**Material to process:**
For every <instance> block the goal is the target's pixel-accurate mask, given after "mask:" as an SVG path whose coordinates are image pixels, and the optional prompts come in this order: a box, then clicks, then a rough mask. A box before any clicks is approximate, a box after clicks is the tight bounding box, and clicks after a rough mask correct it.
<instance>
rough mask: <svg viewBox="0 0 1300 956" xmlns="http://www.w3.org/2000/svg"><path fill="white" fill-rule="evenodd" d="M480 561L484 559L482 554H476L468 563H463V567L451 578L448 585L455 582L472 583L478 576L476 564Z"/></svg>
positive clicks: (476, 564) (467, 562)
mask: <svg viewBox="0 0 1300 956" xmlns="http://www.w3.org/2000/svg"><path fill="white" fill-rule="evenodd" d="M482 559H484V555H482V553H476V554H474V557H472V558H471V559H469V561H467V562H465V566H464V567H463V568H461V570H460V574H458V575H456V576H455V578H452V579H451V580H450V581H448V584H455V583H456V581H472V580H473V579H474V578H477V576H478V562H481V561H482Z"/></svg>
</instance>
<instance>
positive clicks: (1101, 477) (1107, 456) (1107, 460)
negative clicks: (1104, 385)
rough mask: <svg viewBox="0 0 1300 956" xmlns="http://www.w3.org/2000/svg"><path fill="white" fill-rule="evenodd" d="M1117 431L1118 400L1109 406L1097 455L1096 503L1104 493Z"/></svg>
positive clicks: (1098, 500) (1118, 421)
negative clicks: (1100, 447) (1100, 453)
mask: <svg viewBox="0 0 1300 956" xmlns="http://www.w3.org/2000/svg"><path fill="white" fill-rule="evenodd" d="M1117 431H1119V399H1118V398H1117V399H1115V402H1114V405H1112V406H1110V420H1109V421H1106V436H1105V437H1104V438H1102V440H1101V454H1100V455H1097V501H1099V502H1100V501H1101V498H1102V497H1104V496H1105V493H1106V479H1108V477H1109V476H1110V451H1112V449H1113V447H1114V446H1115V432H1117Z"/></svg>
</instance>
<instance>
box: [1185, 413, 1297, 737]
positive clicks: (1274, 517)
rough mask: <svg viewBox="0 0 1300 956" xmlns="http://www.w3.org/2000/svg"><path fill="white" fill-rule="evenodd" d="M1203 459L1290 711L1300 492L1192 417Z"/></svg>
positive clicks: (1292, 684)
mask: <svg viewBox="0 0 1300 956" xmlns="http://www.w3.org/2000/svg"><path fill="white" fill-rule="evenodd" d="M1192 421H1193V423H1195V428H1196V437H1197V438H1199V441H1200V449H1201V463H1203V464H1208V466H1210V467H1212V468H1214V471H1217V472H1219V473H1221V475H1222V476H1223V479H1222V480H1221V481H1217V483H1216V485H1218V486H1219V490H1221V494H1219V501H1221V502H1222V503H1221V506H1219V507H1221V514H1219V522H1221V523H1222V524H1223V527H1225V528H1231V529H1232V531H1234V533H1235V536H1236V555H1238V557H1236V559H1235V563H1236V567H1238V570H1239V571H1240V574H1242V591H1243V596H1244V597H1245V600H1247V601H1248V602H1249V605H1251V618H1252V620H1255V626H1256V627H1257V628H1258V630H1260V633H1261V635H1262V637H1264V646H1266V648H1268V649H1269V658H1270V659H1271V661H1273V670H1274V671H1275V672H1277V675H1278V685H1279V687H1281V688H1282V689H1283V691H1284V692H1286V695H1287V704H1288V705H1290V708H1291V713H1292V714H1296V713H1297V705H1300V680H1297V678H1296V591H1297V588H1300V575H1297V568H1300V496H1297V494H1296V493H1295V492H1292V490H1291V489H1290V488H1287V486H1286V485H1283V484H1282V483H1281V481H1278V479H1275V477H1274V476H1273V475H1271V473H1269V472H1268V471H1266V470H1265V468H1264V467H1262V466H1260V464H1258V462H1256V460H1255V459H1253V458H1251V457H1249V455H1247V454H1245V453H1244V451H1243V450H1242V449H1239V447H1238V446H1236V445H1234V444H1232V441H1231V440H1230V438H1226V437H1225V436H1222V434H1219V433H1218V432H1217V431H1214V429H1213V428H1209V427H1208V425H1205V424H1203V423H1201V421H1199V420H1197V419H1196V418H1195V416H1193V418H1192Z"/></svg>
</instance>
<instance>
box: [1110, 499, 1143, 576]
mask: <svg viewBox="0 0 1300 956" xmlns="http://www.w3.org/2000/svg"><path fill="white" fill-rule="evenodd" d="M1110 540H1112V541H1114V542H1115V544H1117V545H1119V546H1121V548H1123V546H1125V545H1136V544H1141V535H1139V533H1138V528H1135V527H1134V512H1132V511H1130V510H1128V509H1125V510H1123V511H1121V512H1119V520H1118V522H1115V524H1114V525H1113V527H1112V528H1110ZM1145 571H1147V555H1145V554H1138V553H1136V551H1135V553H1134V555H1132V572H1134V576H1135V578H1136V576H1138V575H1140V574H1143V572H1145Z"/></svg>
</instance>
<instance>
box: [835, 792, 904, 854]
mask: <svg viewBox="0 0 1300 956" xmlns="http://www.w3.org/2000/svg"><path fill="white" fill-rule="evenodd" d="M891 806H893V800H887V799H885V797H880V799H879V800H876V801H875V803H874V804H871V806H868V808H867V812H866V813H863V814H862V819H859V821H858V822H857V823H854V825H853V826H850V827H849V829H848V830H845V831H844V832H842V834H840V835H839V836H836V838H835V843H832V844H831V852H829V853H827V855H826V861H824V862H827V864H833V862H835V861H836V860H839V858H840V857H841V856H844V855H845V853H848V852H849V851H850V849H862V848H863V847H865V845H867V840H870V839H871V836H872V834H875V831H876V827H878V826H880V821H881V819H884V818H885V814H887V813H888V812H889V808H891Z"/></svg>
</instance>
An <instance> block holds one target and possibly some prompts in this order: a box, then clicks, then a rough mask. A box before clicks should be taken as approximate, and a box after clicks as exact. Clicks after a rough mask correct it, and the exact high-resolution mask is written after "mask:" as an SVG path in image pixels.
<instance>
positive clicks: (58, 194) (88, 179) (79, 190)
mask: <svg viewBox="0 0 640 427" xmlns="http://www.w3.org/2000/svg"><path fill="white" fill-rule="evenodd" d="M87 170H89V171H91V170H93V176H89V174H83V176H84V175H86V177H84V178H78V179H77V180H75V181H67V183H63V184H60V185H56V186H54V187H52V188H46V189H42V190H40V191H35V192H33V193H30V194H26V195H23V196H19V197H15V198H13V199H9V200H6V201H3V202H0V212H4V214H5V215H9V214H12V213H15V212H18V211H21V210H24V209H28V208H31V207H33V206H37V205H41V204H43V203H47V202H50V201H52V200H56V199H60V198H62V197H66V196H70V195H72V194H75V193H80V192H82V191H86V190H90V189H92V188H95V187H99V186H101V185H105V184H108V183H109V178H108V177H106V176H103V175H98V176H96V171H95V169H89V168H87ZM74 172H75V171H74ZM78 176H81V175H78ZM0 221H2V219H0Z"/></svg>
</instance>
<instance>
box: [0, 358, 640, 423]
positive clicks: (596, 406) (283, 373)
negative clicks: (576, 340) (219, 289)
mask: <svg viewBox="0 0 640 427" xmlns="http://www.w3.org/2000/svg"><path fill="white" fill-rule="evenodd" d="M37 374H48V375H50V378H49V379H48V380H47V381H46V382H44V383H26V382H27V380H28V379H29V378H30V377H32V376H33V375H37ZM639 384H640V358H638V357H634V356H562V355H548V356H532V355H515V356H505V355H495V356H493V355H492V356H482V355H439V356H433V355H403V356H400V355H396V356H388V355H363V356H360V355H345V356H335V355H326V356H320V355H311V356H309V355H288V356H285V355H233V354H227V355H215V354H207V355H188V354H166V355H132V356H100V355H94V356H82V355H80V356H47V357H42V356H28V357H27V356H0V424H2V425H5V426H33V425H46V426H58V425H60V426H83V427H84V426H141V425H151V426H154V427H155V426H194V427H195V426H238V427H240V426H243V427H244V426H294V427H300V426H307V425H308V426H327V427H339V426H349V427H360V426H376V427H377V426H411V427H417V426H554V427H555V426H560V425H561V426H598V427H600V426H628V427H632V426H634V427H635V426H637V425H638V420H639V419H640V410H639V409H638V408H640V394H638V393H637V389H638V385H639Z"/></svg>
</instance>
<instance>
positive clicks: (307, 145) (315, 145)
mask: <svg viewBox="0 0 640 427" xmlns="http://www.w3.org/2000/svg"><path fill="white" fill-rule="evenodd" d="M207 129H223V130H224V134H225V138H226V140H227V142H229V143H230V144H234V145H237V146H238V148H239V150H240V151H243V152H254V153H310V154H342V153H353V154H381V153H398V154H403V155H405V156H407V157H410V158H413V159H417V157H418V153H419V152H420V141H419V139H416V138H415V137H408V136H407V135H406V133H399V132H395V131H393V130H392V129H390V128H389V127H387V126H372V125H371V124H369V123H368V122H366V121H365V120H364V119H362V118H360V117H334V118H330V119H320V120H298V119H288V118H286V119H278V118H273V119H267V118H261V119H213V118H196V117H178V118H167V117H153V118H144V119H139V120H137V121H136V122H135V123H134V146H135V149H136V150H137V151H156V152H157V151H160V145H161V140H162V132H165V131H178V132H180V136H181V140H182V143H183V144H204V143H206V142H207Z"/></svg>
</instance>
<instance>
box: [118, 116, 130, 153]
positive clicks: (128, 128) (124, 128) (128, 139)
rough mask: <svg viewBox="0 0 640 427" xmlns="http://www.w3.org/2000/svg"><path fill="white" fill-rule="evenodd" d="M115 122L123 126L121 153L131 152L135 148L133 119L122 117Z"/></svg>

**Problem statement:** List each line in the entries above that contains the word "negative".

**Result:**
negative clicks: (1104, 385)
negative clicks: (1100, 447) (1100, 453)
negative clicks: (576, 340) (219, 289)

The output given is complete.